▶ [Task input]
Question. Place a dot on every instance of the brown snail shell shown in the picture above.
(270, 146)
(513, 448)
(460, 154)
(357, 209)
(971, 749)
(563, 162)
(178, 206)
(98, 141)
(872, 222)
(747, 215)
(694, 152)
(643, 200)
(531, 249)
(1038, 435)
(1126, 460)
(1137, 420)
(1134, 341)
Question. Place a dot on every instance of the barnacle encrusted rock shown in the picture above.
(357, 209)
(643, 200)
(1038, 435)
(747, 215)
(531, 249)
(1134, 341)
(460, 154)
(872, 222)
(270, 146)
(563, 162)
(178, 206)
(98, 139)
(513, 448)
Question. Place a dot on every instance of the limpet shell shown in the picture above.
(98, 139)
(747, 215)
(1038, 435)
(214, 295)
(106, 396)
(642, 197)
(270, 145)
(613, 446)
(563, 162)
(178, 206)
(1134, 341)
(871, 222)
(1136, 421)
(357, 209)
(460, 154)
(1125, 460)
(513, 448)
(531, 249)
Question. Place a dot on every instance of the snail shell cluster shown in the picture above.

▶ [Task objective] Extract every line of the records above and reproduce each one word for word, in the same order and with nothing changed.

▶ [Solution to this exercise]
Question. Place a dot on every instance of the brown snail shell shown in the picture above.
(270, 146)
(513, 448)
(460, 154)
(357, 209)
(971, 749)
(563, 162)
(178, 206)
(98, 141)
(872, 222)
(747, 215)
(694, 152)
(643, 200)
(531, 249)
(1038, 435)
(1126, 460)
(1137, 420)
(1134, 341)
Question. Place a dot on every instance of the barnacle encrusted rock shown in the picture above.
(357, 209)
(643, 200)
(1038, 435)
(747, 215)
(531, 249)
(1134, 341)
(460, 154)
(872, 222)
(270, 146)
(563, 162)
(178, 206)
(98, 139)
(513, 448)
Question. Place a dot on every instance of the limpet shell shown in the picture above.
(98, 139)
(747, 215)
(1038, 435)
(214, 295)
(106, 396)
(642, 197)
(270, 145)
(613, 446)
(563, 162)
(178, 206)
(1134, 341)
(871, 222)
(1136, 421)
(357, 209)
(460, 154)
(1125, 460)
(513, 448)
(531, 249)
Question. Place a dot on every instance of the snail shell cluster shown in the picture above.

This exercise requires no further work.